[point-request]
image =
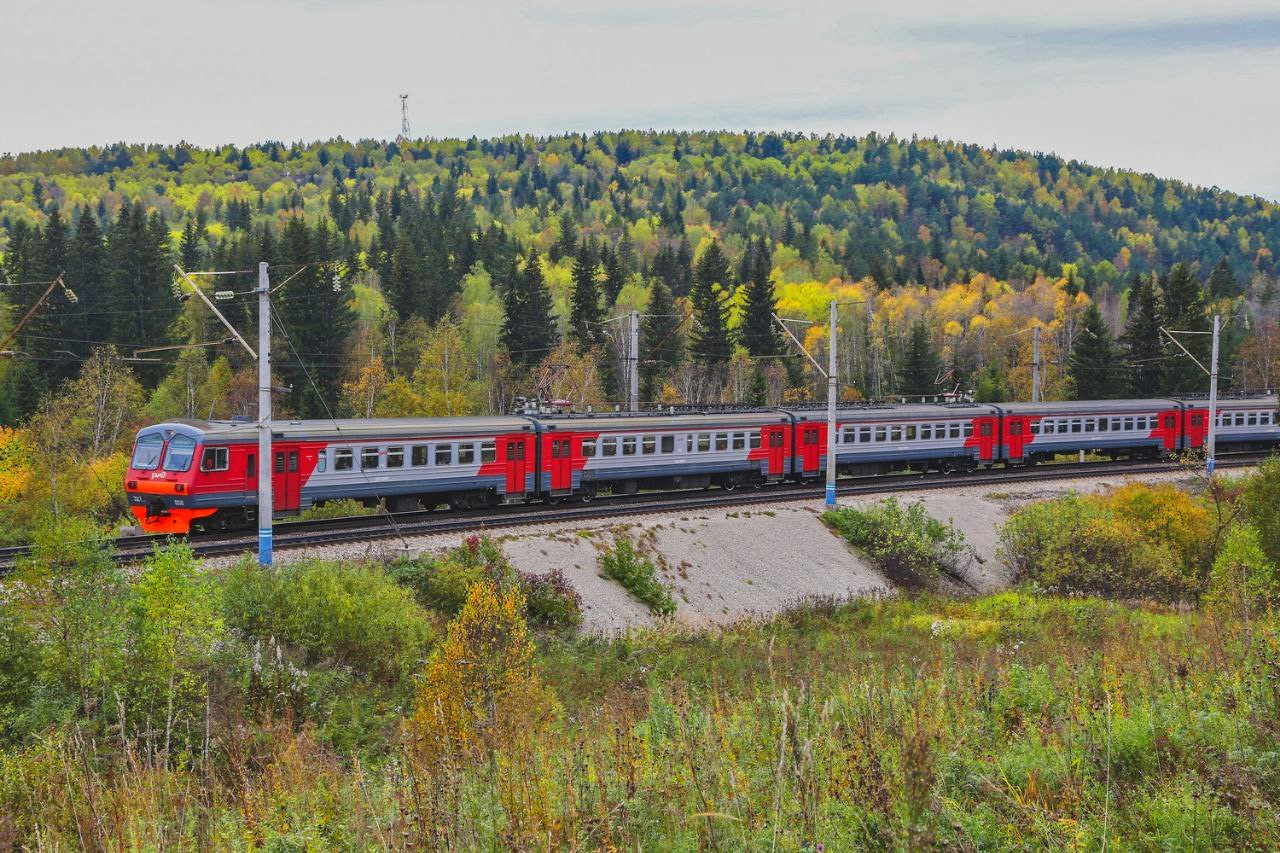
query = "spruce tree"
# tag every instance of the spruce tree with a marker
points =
(86, 270)
(1095, 364)
(759, 332)
(529, 327)
(1142, 346)
(661, 346)
(1185, 311)
(712, 341)
(1221, 281)
(920, 364)
(585, 315)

::::

- **Written instruction**:
Can you give the items above again with "spruce tree" replaced by "fir tree" wherever it appears, leaving everything else unchanged and omitting the picture?

- **Result of this exercise**:
[point-request]
image =
query = "fir tree"
# tag every instance of the fir tree with a marker
points =
(86, 270)
(1095, 364)
(759, 332)
(529, 327)
(1142, 346)
(661, 346)
(1185, 311)
(712, 341)
(1221, 281)
(920, 364)
(585, 315)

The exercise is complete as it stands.